Stored data ->
※ ※ ※
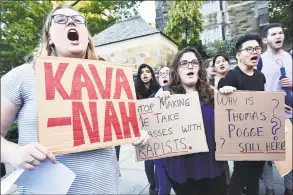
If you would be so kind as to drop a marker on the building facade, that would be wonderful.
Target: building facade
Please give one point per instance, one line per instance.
(134, 41)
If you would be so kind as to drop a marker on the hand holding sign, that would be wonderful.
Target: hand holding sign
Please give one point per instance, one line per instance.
(30, 156)
(142, 141)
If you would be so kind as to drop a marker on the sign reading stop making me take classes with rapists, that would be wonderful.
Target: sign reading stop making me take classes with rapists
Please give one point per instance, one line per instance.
(84, 104)
(175, 126)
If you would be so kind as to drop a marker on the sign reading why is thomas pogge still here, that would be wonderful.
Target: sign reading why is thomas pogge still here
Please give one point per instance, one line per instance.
(250, 126)
(175, 126)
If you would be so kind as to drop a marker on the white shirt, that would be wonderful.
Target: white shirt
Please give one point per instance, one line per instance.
(271, 70)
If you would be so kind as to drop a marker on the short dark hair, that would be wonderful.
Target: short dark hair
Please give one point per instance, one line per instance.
(223, 55)
(140, 88)
(245, 38)
(268, 27)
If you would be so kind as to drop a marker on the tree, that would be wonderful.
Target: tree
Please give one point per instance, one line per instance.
(22, 21)
(102, 14)
(281, 11)
(184, 23)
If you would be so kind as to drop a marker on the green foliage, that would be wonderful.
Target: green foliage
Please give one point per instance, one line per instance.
(22, 22)
(184, 23)
(102, 14)
(281, 12)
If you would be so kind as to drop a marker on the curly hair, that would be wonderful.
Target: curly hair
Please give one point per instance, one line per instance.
(204, 89)
(141, 90)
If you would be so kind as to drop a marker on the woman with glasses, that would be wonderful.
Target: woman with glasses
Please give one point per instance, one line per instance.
(64, 35)
(198, 173)
(210, 70)
(164, 184)
(146, 84)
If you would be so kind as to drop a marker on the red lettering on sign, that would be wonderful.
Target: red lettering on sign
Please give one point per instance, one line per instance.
(104, 91)
(132, 119)
(122, 84)
(111, 119)
(77, 84)
(60, 121)
(93, 131)
(53, 82)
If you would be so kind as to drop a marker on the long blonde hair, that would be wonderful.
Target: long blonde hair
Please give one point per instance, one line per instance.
(44, 49)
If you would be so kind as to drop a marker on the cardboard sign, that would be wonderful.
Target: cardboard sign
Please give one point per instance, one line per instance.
(84, 104)
(175, 126)
(250, 126)
(284, 167)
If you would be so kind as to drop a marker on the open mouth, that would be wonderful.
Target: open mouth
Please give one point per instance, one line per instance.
(254, 58)
(72, 35)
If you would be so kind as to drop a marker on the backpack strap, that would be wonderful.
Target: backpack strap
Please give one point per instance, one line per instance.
(259, 65)
(239, 78)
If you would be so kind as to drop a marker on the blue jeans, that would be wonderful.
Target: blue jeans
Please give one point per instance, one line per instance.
(268, 177)
(164, 183)
(151, 174)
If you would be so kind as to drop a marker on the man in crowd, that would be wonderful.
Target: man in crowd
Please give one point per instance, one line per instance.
(273, 59)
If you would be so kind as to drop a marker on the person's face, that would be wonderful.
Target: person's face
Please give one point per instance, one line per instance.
(275, 38)
(164, 77)
(221, 65)
(249, 54)
(146, 75)
(211, 70)
(70, 38)
(188, 69)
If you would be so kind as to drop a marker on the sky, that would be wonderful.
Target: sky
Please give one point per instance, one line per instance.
(147, 11)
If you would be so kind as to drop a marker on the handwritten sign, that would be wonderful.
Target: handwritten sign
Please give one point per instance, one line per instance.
(84, 104)
(175, 126)
(250, 126)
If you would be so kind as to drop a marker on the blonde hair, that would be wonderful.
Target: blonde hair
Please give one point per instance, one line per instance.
(45, 49)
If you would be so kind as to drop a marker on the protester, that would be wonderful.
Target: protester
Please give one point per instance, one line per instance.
(64, 35)
(146, 85)
(272, 60)
(199, 173)
(245, 77)
(164, 184)
(221, 66)
(210, 70)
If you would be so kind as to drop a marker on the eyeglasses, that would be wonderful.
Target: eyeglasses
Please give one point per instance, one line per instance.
(251, 49)
(185, 64)
(62, 19)
(162, 74)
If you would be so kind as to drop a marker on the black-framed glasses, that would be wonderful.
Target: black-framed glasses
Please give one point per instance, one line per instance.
(62, 19)
(251, 49)
(163, 74)
(185, 64)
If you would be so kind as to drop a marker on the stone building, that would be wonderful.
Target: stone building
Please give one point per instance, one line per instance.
(134, 41)
(222, 19)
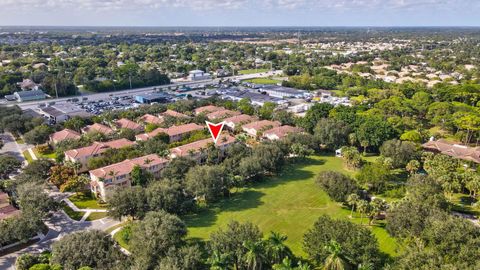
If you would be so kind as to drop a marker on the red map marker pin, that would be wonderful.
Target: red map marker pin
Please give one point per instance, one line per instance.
(215, 129)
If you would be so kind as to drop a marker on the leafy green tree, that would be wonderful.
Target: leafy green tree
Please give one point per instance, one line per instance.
(337, 185)
(331, 133)
(375, 176)
(314, 114)
(230, 242)
(400, 152)
(127, 202)
(38, 135)
(97, 251)
(154, 236)
(358, 243)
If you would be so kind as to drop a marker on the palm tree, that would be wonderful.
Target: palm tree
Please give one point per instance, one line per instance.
(255, 254)
(352, 200)
(335, 259)
(362, 206)
(276, 248)
(218, 261)
(285, 265)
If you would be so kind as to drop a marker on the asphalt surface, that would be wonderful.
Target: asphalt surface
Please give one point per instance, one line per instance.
(132, 92)
(59, 225)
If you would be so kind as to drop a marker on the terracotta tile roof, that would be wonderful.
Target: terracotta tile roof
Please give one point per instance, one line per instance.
(171, 131)
(282, 131)
(208, 109)
(222, 114)
(261, 125)
(174, 114)
(65, 134)
(99, 128)
(150, 119)
(98, 148)
(128, 124)
(126, 166)
(185, 150)
(238, 119)
(454, 150)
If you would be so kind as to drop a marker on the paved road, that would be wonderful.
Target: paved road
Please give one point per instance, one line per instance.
(106, 95)
(59, 225)
(11, 147)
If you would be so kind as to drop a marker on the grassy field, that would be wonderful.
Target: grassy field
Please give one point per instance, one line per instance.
(252, 71)
(263, 81)
(96, 215)
(289, 203)
(85, 201)
(72, 214)
(27, 156)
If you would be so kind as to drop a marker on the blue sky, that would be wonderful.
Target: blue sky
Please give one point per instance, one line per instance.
(241, 12)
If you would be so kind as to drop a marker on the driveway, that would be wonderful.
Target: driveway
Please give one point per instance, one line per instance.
(59, 225)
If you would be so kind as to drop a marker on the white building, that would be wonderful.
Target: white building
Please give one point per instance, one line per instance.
(198, 75)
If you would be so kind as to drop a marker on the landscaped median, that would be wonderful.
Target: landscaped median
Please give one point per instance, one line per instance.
(84, 207)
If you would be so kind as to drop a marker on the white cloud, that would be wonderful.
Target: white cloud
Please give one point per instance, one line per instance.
(219, 5)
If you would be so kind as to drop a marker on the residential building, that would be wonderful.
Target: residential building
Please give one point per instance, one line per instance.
(150, 119)
(98, 128)
(255, 129)
(175, 133)
(128, 124)
(280, 132)
(29, 95)
(105, 180)
(82, 155)
(64, 135)
(198, 75)
(174, 114)
(222, 114)
(196, 149)
(454, 150)
(207, 109)
(238, 120)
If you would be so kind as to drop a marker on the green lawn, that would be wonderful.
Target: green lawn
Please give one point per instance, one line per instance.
(96, 215)
(289, 203)
(263, 81)
(27, 156)
(85, 201)
(252, 71)
(72, 214)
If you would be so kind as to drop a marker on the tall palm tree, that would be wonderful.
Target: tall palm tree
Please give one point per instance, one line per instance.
(352, 200)
(362, 206)
(254, 258)
(218, 261)
(335, 259)
(276, 248)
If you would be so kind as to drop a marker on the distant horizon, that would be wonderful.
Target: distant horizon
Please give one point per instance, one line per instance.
(268, 13)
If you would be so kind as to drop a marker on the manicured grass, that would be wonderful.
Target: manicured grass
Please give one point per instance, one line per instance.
(252, 71)
(27, 156)
(263, 81)
(72, 214)
(289, 203)
(96, 215)
(86, 201)
(51, 155)
(122, 236)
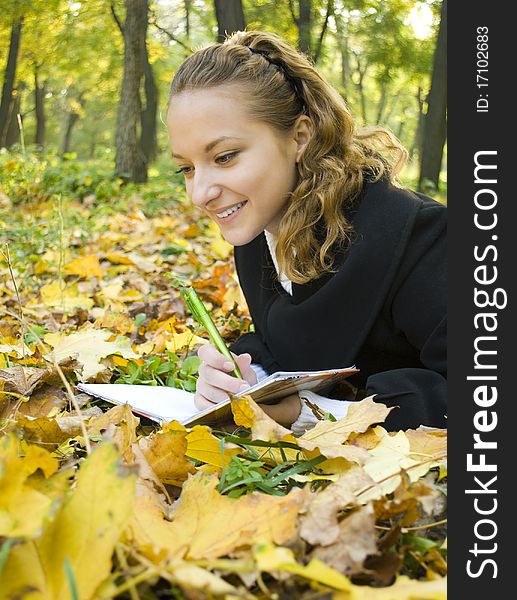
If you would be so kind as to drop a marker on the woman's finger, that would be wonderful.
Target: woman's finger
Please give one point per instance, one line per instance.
(211, 356)
(220, 380)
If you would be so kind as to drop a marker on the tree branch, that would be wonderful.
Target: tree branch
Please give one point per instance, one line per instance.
(171, 36)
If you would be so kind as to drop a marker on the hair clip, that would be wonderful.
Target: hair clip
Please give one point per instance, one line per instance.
(263, 53)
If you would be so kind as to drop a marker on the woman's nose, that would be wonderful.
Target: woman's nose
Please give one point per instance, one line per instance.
(203, 189)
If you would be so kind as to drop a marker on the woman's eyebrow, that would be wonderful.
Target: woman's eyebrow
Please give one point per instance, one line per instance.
(211, 145)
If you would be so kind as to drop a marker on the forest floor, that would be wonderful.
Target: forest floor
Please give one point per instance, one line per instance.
(98, 503)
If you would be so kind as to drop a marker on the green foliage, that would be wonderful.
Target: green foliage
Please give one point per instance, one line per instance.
(253, 471)
(167, 370)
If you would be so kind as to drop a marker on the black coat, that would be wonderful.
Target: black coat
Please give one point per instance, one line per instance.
(384, 310)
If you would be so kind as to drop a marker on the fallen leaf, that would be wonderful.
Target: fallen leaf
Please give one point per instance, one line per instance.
(270, 558)
(118, 424)
(329, 436)
(85, 266)
(403, 589)
(65, 296)
(247, 413)
(386, 461)
(165, 453)
(355, 541)
(320, 523)
(208, 525)
(88, 347)
(88, 524)
(203, 446)
(22, 508)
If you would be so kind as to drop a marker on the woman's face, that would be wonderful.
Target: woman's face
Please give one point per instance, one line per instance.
(238, 170)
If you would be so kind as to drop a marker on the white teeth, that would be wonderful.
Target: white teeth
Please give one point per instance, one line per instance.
(231, 210)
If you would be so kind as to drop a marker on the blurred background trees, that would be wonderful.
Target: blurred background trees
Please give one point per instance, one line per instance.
(90, 79)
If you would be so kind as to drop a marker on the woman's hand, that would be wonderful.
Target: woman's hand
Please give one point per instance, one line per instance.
(286, 411)
(216, 380)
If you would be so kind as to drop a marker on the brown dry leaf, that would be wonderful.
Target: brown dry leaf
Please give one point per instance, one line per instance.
(165, 453)
(426, 442)
(44, 430)
(44, 402)
(208, 525)
(411, 500)
(320, 523)
(202, 445)
(118, 425)
(329, 436)
(247, 413)
(66, 297)
(355, 541)
(83, 533)
(88, 346)
(403, 589)
(24, 380)
(85, 266)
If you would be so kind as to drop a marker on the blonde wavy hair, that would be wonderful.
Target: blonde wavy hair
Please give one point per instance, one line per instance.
(280, 85)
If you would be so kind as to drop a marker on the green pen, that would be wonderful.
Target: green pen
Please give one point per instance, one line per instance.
(199, 312)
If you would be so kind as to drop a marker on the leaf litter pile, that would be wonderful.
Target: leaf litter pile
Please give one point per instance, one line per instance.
(97, 503)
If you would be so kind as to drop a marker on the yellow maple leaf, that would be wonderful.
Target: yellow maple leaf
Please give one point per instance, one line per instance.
(387, 459)
(165, 453)
(68, 297)
(202, 445)
(88, 346)
(329, 436)
(119, 425)
(85, 266)
(247, 413)
(208, 525)
(271, 558)
(22, 508)
(88, 524)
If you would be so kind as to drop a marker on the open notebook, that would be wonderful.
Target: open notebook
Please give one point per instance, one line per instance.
(164, 404)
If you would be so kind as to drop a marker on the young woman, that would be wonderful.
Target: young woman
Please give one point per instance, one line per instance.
(338, 264)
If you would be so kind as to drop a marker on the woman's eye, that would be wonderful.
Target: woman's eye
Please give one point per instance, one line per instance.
(184, 170)
(225, 158)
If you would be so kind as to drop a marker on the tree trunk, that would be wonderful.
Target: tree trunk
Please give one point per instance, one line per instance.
(39, 98)
(12, 132)
(305, 26)
(435, 127)
(148, 137)
(361, 72)
(230, 17)
(342, 39)
(382, 102)
(9, 77)
(130, 162)
(188, 6)
(73, 117)
(319, 47)
(416, 147)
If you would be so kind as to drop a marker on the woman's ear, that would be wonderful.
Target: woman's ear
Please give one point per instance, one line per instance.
(302, 133)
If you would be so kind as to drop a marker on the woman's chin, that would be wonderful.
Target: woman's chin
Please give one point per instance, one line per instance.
(239, 238)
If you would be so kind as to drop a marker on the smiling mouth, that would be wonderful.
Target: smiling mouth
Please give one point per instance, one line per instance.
(230, 211)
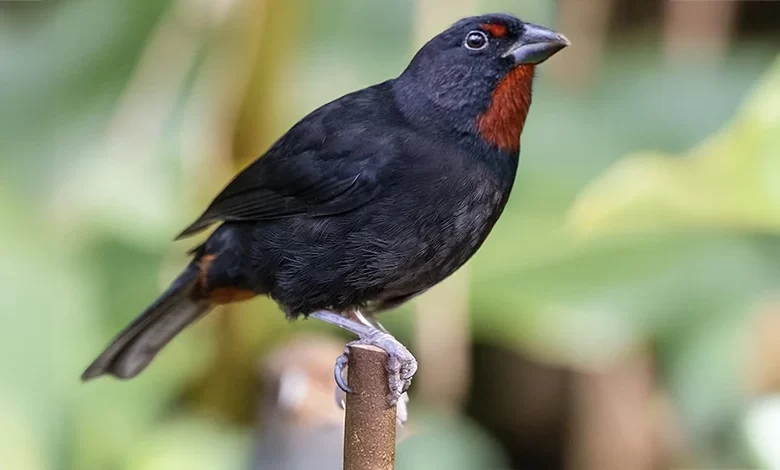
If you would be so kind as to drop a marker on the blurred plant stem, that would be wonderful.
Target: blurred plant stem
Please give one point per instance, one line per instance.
(443, 337)
(255, 53)
(620, 422)
(698, 30)
(586, 25)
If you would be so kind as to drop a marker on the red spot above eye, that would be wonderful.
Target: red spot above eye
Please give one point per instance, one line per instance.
(496, 30)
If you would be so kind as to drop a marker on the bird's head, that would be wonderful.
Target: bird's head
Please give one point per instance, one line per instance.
(476, 76)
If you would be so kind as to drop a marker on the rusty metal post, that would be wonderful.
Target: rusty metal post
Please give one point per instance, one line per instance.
(369, 424)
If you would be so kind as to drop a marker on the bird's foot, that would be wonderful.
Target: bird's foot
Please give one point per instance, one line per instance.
(401, 364)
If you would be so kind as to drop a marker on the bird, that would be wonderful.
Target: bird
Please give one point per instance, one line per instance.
(365, 203)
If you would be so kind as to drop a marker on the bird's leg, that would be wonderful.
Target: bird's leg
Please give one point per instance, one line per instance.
(401, 365)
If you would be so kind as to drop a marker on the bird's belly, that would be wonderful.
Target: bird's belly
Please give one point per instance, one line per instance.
(377, 256)
(423, 250)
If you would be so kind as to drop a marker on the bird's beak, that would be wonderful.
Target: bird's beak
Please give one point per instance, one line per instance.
(536, 45)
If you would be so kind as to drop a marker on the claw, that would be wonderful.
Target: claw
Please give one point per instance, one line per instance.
(338, 373)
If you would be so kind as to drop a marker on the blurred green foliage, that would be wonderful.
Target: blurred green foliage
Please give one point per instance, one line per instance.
(88, 228)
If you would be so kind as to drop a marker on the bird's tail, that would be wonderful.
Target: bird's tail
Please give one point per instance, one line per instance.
(135, 347)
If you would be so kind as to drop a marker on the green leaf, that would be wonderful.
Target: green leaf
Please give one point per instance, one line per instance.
(727, 182)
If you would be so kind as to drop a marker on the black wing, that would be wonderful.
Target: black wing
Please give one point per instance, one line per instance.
(315, 182)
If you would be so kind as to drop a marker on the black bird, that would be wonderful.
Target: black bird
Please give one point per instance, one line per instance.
(366, 202)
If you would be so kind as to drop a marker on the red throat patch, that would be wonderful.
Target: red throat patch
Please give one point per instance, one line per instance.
(503, 121)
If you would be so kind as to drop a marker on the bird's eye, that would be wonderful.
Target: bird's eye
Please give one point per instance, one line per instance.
(476, 40)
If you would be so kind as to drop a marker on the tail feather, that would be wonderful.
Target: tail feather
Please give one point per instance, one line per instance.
(135, 347)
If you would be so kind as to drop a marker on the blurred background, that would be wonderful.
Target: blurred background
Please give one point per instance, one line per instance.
(624, 313)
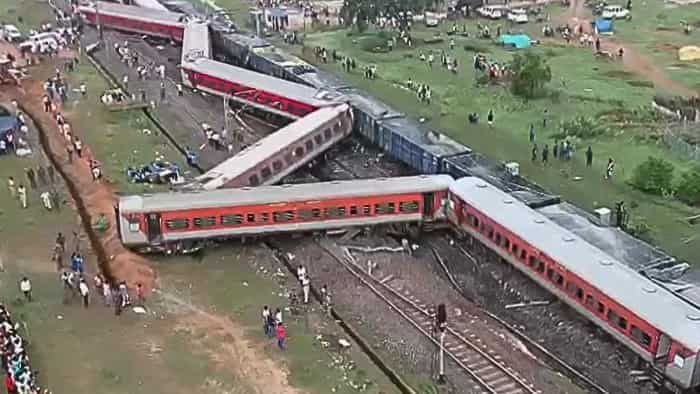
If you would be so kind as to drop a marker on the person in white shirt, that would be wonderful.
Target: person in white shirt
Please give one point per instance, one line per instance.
(84, 292)
(26, 287)
(266, 319)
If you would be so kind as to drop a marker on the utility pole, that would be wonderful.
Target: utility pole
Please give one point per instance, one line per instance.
(97, 20)
(441, 327)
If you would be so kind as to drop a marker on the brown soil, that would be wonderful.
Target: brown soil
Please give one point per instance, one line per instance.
(97, 196)
(245, 359)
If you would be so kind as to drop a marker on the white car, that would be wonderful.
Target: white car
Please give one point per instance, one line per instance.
(615, 12)
(518, 16)
(11, 33)
(491, 12)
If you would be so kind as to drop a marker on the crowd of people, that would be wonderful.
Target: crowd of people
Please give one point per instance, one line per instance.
(19, 376)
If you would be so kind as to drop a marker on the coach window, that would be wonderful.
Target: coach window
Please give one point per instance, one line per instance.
(282, 216)
(177, 224)
(204, 222)
(289, 158)
(555, 277)
(640, 336)
(335, 212)
(408, 206)
(574, 290)
(265, 173)
(231, 220)
(384, 209)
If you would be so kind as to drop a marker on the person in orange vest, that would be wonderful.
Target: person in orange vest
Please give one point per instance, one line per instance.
(281, 336)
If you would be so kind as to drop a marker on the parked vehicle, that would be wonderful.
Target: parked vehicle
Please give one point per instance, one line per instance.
(492, 12)
(10, 33)
(518, 15)
(615, 12)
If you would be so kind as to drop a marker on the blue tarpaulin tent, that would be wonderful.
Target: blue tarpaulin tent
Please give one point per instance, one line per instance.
(518, 41)
(603, 26)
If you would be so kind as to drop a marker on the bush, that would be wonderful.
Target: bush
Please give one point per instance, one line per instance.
(581, 127)
(530, 74)
(688, 189)
(654, 176)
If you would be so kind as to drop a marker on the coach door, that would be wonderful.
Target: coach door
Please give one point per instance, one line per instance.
(428, 204)
(154, 229)
(662, 350)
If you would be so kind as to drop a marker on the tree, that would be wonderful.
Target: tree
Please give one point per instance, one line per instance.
(654, 176)
(530, 73)
(688, 189)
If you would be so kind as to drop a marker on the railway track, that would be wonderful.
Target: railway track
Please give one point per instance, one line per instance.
(490, 374)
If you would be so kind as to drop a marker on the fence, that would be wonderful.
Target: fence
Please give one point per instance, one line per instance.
(674, 139)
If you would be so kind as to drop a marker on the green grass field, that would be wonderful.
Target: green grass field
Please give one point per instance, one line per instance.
(581, 85)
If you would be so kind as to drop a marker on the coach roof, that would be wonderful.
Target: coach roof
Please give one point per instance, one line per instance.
(289, 90)
(651, 302)
(180, 201)
(269, 146)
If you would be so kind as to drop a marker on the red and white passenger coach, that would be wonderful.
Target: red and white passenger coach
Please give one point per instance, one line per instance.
(274, 157)
(648, 318)
(170, 221)
(269, 94)
(132, 19)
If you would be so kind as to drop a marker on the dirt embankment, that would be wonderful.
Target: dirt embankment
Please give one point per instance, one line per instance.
(92, 198)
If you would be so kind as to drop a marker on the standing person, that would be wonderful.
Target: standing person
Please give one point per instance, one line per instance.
(31, 177)
(25, 287)
(78, 145)
(22, 193)
(107, 293)
(301, 273)
(589, 156)
(281, 336)
(266, 320)
(306, 287)
(545, 154)
(11, 186)
(162, 92)
(140, 298)
(84, 292)
(610, 169)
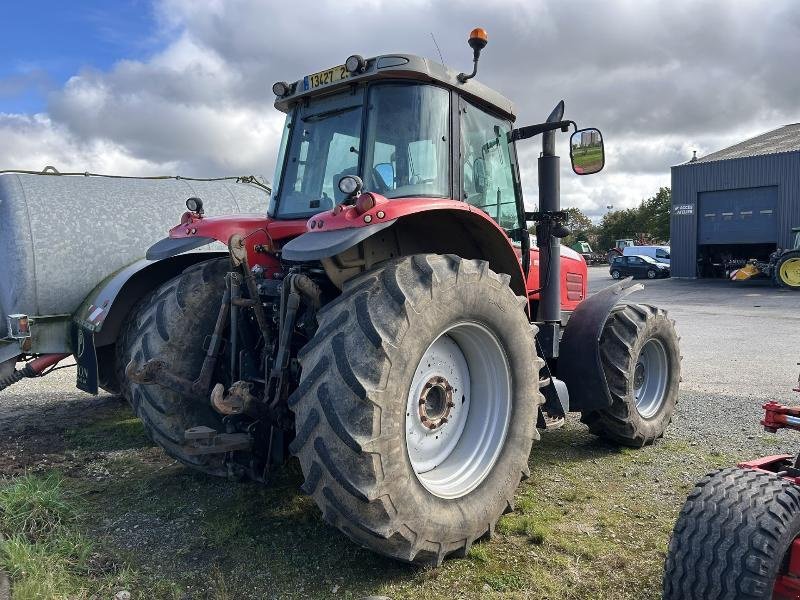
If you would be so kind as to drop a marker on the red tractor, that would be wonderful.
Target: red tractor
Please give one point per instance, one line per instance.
(738, 535)
(387, 321)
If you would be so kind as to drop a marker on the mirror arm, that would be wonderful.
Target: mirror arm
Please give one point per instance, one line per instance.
(523, 133)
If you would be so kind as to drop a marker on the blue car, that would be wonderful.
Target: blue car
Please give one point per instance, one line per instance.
(638, 266)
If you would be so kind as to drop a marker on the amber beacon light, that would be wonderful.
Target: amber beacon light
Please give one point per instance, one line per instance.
(478, 38)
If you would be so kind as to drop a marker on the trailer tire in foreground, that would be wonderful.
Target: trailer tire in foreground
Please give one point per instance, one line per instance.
(390, 353)
(641, 361)
(172, 324)
(732, 537)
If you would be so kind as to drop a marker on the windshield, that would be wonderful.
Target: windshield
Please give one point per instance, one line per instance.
(408, 137)
(323, 147)
(406, 154)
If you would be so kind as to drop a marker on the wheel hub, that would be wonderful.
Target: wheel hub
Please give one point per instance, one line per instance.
(458, 410)
(790, 272)
(435, 402)
(638, 375)
(650, 378)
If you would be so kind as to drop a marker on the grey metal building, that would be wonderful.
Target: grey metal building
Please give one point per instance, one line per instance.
(735, 204)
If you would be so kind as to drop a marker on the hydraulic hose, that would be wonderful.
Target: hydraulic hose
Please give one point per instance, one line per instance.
(16, 376)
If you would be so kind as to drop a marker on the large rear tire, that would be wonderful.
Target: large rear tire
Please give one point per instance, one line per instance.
(641, 361)
(172, 325)
(733, 537)
(382, 456)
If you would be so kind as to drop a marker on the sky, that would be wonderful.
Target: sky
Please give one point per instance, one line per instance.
(144, 87)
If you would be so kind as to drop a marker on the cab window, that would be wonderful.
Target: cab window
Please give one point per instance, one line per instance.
(487, 170)
(407, 145)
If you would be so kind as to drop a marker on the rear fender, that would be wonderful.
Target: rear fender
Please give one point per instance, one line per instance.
(261, 235)
(104, 310)
(348, 243)
(579, 363)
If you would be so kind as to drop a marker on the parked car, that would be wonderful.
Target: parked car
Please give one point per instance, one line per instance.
(659, 253)
(637, 266)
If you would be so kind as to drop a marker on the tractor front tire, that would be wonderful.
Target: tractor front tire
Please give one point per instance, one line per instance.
(733, 538)
(172, 324)
(417, 406)
(787, 270)
(641, 361)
※ ※ ※
SHORT PROBLEM -> Reproduce the lines word for word, starting at the one holding "metal building, that would be wonderful." and ending at the final line of the material above.

REPLY TO THE EXERCISE ->
If you would be so kind as to drop a marker on the grey metal building, that would be wonderful.
Target: grey metal building
Please give one point per instance, one line per instance.
(735, 204)
If you would be so kind as to drop a marker on the hydraulic hose, that would be wonderful.
Target: hydraulic hose
Please give one point per instance, one line per instance.
(16, 376)
If you would be so kind as to drop a marker on the large rear tire, that would be wonderful.
Target: large rear tire
Please give one point per instance, one line per instance.
(641, 361)
(172, 325)
(733, 537)
(382, 456)
If you would be so kind as to drop a marker on the sky, that would be wonderful.
Target: sky
Please give one point per instance, one line per instance.
(144, 87)
If you would be so kind as to drop a marker on the cab window, that would be wonderful.
Target: cab window
Please give one point per instance, one line per instance.
(487, 170)
(407, 145)
If you would be so kind as to drop a marker on the rear fender, that would be wonderful.
Target: rear fender
Please give one point per instance, one line per instance.
(261, 235)
(104, 310)
(348, 243)
(579, 363)
If you would be so kind as to drop a marker on the parked car, that would be wonderful.
Target: parked car
Please give one point per instance, one line per instance.
(659, 253)
(637, 266)
If you would be so kind as to drop a marker on the tractor front tire, that would be wonderful.
Target: tractor front tire
Please give one point per instance, one line per instance.
(733, 538)
(172, 324)
(417, 406)
(787, 270)
(641, 361)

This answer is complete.